— BEGIN EXCERPT PROVIDED —
News blog

US Department of Energy frees up access to research

The US Department of Energy (DOE) has revealed today how papers from research it funds will become free to read, making it the first federal agency to respond to new standards for open access and data-sharing ordered by the White House 18 months ago.

The plans mean the DOE will be releasing up to 30,000 papers annually from behind paywalls, although the directive from the White House’s Office of Science and Technology Policy (OSTP) says that papers need not be made free until a year after publication. The plans come a week after the DOE’s announcement that its researchers should openly share the data from papers they publish.

Open-access advocates have welcomed the plan but say that it is vague and disappointing on some key points. For example, it seems that ‘free’ manuscripts may not be legally open to bulk downloading, re-distribution and re-use for creative purposes such as text mining, even though the OSTP directive had hinted otherwise.

“The DOE’s plan takes steps towards achieving the goals of the directive, but falls short in some key areas,” says Heather Joseph, executive director of the Scholarly Publishing and Academic Resources Coalition (SPARC) in Washington DC. “We don’t want to end up in a ‘read-only’ world of US science articles,” she adds.

Decentralized access

Much of the debate following the White House order had centred on whether agencies would create online stores of their free papers, or would link out to free papers elsewhere. The US National Institutes of Health (NIH), the only other federal agency with a public-access policy, had created the popular PubMed Central (PMC), a store of free-to-read manuscripts. But publishers argued this repository was taking away their online hits, and instead launched their own effort, called CHORUS, by which they proposed to make the final published version (or ‘version of record’) of US government-funded papers free at their own websites.

The DOE has decided not to copy the NIH, but is instead linking out to free papers from a centralized web-portal called PAGES, which goes live today. The agency wants two versions of a paper to be freely accessible; it is working with CHORUS so that the version of record will be free on publishers’ websites, but it also wants its researchers to archive copies of accepted manuscripts in online repositories. Exactly when the DOE’s researchers will have to upload their manuscripts online isn’t immediately clear, however.

The DOE will link out to these papers from its PAGES portal 12 months after publication, says Brian Hitson, from the agency’s Office of Scientific and Technical Information, with the aim of linking to the publisher’s version of record when it is available. The agency will also gather the accepted manuscripts together to create a ‘dark archive’  that it can release should publishers’ websites or repositories go down. Hitson said that the agency didn’t yet know whether it might place sanctions on researchers who didn’t comply with its manuscript archiving policy, as the NIH is beginning to do.
— END EXCERPT PROVIDED —
— BEGIN ENTRIES PROVIDED —
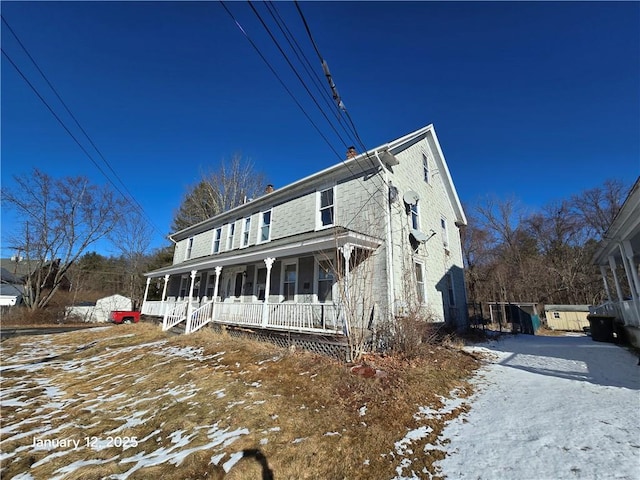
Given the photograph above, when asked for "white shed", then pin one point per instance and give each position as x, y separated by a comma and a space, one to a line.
99, 313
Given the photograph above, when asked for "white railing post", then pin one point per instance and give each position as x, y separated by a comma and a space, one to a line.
146, 292
165, 309
346, 253
189, 306
215, 292
267, 286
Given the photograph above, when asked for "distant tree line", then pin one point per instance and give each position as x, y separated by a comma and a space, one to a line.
545, 256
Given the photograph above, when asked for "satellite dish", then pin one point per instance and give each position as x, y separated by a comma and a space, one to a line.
419, 236
411, 197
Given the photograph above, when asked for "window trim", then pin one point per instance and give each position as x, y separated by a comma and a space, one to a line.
245, 240
217, 239
444, 226
231, 231
425, 167
414, 214
451, 291
189, 250
283, 272
421, 266
319, 225
316, 278
261, 225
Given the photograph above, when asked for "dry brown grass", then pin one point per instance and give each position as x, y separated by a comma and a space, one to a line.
304, 411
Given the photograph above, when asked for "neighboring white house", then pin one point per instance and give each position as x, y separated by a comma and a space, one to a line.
99, 312
621, 245
567, 317
349, 248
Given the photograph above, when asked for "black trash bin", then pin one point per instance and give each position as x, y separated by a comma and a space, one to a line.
601, 328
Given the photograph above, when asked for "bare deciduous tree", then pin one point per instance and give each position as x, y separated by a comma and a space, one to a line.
217, 191
59, 219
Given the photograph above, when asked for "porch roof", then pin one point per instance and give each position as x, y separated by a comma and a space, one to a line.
309, 242
625, 226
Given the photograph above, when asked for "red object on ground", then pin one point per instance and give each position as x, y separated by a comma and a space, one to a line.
124, 316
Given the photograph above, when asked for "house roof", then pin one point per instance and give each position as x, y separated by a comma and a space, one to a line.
364, 162
309, 242
625, 226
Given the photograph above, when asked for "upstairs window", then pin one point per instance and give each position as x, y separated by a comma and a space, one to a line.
230, 233
451, 290
445, 232
326, 209
217, 235
415, 216
187, 254
420, 282
425, 167
246, 227
264, 232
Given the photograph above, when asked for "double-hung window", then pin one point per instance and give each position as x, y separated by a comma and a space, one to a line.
326, 279
326, 207
451, 290
246, 228
425, 167
230, 232
445, 231
415, 216
217, 235
264, 232
289, 281
187, 254
420, 282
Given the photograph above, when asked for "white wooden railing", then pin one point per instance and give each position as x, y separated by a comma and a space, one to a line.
304, 317
628, 311
174, 314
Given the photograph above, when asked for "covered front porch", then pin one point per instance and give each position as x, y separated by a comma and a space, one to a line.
619, 261
298, 286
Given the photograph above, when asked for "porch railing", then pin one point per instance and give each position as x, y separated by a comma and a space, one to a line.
628, 311
174, 314
307, 317
304, 316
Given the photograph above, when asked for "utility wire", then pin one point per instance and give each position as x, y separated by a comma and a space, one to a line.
296, 73
277, 76
130, 196
371, 196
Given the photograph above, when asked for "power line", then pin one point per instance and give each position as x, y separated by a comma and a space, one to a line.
130, 196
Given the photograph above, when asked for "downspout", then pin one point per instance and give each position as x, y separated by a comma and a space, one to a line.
389, 248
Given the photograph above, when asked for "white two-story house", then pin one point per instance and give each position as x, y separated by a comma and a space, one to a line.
343, 252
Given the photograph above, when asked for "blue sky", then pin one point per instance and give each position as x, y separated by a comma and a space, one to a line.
539, 100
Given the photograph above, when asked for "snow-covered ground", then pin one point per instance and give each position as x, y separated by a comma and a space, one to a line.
549, 408
545, 408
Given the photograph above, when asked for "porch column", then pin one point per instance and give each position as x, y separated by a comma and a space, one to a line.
632, 278
267, 286
189, 306
634, 282
612, 264
165, 310
346, 253
215, 291
146, 291
603, 272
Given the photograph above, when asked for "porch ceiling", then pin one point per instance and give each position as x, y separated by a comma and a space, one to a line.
310, 242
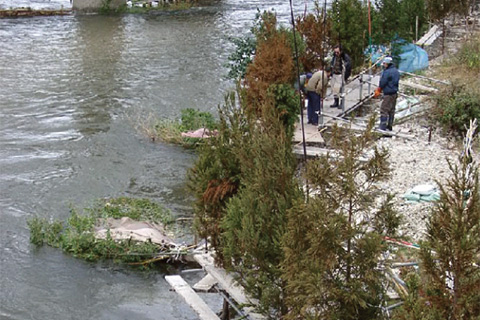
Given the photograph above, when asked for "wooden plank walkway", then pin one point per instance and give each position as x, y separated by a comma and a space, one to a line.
356, 92
227, 283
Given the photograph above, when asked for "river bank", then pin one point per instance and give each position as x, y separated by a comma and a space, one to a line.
424, 159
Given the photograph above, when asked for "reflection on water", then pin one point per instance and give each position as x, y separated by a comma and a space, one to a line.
95, 80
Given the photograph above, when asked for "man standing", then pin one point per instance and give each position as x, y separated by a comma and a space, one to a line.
389, 85
316, 88
341, 69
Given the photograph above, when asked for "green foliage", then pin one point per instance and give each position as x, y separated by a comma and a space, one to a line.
170, 131
331, 251
287, 102
76, 235
241, 57
469, 55
456, 105
255, 217
349, 21
192, 119
387, 20
215, 176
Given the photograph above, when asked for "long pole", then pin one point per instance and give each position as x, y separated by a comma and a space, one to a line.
370, 48
298, 81
324, 31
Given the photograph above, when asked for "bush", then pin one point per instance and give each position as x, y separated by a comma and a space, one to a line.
194, 119
456, 106
469, 55
76, 235
170, 131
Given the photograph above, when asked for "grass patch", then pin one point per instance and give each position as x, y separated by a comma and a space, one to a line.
76, 235
170, 131
162, 6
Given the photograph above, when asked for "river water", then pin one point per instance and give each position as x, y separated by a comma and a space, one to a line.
72, 89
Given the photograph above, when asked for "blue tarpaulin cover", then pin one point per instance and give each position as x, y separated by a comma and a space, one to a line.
412, 57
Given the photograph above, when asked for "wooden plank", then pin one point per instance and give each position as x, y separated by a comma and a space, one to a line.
228, 284
205, 284
357, 127
197, 304
430, 36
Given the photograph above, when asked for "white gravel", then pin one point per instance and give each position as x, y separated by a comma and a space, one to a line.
415, 162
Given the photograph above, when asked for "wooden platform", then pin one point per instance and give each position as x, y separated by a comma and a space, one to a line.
28, 12
227, 283
191, 297
356, 92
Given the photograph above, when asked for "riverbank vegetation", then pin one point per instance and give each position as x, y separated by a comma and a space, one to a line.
314, 244
76, 235
170, 131
458, 103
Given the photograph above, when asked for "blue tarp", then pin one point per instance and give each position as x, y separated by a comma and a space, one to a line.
411, 57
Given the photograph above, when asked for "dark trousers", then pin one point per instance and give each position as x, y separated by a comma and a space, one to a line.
387, 111
313, 107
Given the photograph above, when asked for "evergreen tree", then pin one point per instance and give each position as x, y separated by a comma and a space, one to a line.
255, 219
349, 27
333, 242
314, 28
215, 176
451, 254
388, 20
410, 11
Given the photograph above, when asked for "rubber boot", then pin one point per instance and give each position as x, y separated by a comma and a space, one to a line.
383, 123
336, 103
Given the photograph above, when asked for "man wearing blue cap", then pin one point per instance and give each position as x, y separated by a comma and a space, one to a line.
389, 85
316, 88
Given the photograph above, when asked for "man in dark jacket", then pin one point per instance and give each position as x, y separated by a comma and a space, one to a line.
389, 85
316, 87
341, 66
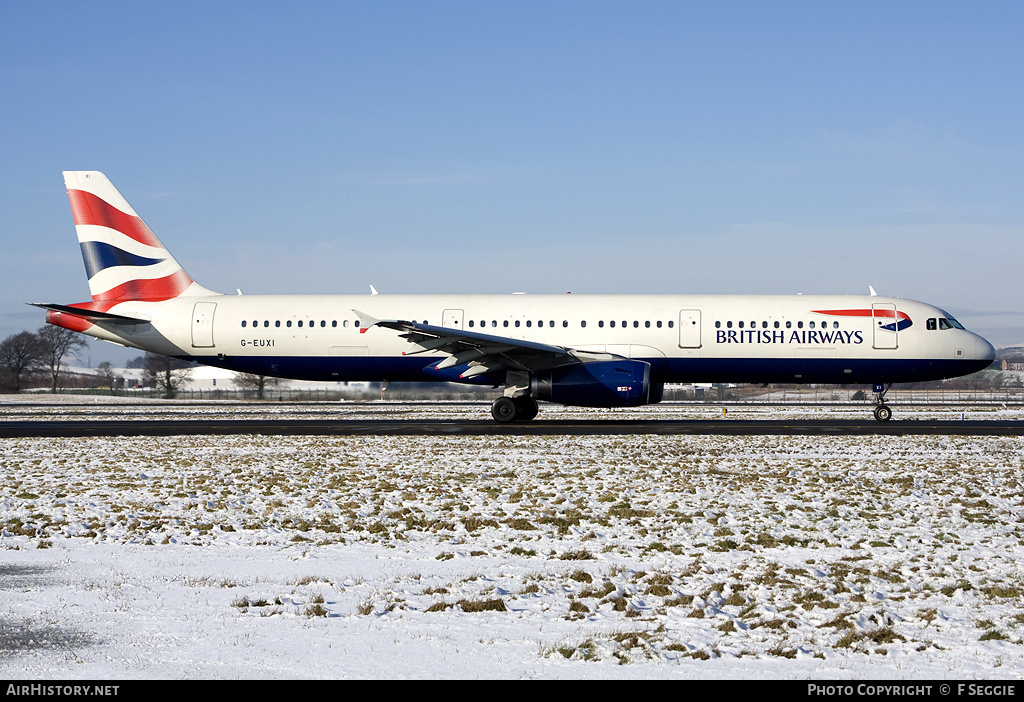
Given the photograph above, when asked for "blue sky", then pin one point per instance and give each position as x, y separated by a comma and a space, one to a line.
548, 146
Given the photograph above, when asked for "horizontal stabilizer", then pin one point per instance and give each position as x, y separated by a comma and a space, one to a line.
92, 315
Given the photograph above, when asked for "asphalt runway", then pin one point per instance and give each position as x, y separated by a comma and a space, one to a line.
401, 427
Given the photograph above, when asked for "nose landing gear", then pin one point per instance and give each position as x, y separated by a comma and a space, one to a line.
521, 408
883, 412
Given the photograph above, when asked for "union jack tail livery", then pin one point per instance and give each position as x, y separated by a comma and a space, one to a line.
123, 258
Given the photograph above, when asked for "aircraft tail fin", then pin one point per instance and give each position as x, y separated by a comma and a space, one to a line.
123, 258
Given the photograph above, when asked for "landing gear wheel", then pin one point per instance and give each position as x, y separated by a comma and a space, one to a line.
527, 408
504, 409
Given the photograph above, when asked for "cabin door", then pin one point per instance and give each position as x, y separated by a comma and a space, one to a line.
203, 324
689, 328
452, 319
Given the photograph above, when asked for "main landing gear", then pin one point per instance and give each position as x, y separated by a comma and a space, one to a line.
521, 408
883, 412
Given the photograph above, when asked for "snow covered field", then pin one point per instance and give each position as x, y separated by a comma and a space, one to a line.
516, 557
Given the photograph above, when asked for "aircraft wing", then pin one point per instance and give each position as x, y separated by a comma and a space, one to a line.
91, 315
482, 352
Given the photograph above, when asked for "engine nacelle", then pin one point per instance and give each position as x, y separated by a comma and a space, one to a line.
600, 384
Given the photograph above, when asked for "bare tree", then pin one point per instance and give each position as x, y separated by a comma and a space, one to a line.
19, 354
166, 373
105, 374
55, 343
254, 382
— END ENTRIES PROVIDED —
_SET TASKS:_
1. Copy the passage from the news post on the Energy Department's open-access plan, starting at "The plans mean" and ending at "papers they publish.".
2. Continue the news post on the Energy Department's open-access plan from its last sentence.

_RESULTS OF THE EXERCISE:_
1.
The plans mean the DOE will be releasing up to 30,000 papers annually from behind paywalls, although the directive from the White House’s Office of Science and Technology Policy (OSTP) says that papers need not be made free until a year after publication. The plans come a week after the DOE’s announcement that its researchers should openly share the data from papers they publish.

2.
Roilings over ‘re-use’

Open-access advocates said the agency is ducking one of the most contentious and poorly-defined issues in the OSTP directive: while the papers will be free to read, the DOE is not making them open to re-use beyond existing ‘fair use’ policies in US copyright law. Under the DOE’s plans it isn’t clear whether the public can legally download ‘free’ manuscripts in bulk, redistribute them online, translate or content-mine their text, or otherwise mash up the text to create new works.

For some open-access advocates that is disappointing, because the OSTP directive called on agencies to “maximize the potential for…creative reuse to enhance value to all stakeholders”, says Peter Suber, director of the Harvard Office for Scholarly Communication in Cambridge, Massachusetts. That key phrase had even seemed to go beyond the NIH’s public-access policy since most papers at PubMed Central are not available to bulk download and text mine. Suber and others had hoped that the call for ‘creative re-use’ might lead federal agencies to announce open-licensing standards of the kind supported by the UK Wellcome Trust.

While the DOE doesn’t have legal authority to impose open-licensing standards on the publisher’s final version of a paper, it does have the right to redistribute DOE researchers’ accepted manuscripts for “federal purposes”, under what is called a Federal Purpose License. According to Suber, the DOE also has the right to authorize anyone else to do so.

But Hitson says: “DOE is not proposing that ‘federal purposes’ include giving the public broad authority to mass redistribute accepted manuscripts.” He adds that the White House directive instructed agencies to balance the services of publishers with the need for broad public access. “Rather than issue a blanket reuse license that may be subject to misinterpretation or even misuse, the [US] doctrine of ‘fair use’ gives the public substantial benefits in harmony with OSTP guidance,” he says.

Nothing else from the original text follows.